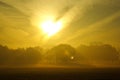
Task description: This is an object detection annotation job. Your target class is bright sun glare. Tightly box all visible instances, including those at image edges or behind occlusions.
[40,20,62,37]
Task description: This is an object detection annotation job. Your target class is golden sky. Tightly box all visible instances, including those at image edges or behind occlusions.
[0,0,120,48]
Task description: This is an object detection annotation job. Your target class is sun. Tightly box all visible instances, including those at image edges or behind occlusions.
[40,20,62,37]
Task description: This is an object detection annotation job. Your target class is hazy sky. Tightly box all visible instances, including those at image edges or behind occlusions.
[0,0,120,48]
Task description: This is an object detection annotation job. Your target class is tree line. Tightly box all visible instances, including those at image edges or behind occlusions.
[0,44,120,66]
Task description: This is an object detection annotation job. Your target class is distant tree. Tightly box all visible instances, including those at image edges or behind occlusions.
[46,44,76,64]
[0,45,42,66]
[77,44,119,62]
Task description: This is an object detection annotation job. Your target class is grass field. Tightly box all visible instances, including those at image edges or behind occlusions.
[0,66,120,80]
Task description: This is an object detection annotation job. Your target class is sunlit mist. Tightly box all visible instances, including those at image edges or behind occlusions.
[40,20,63,37]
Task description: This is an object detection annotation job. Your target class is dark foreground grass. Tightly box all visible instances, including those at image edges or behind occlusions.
[0,67,120,80]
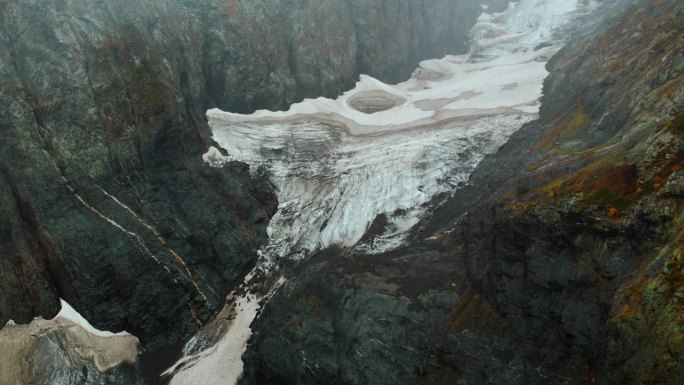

GOAL
Output, as a numbered list without blank lines, the part of the records that opens with the line containing "class is sunlit" and closes at the end of the records. Leave the pictures out of your answer.

SOLUTION
1. Task description: This is an object detection annotation job. Your target class is sunlit mist. Tightly box all visible instances, including those at image edges or behind occlusions.
2. [40,20,63,37]
3. Task description: This is an object detection annotation job. Your target class is dark foreground grass. Tightly box all visible instances, including those at image edges or behind occlusions.
4. [0,67,120,80]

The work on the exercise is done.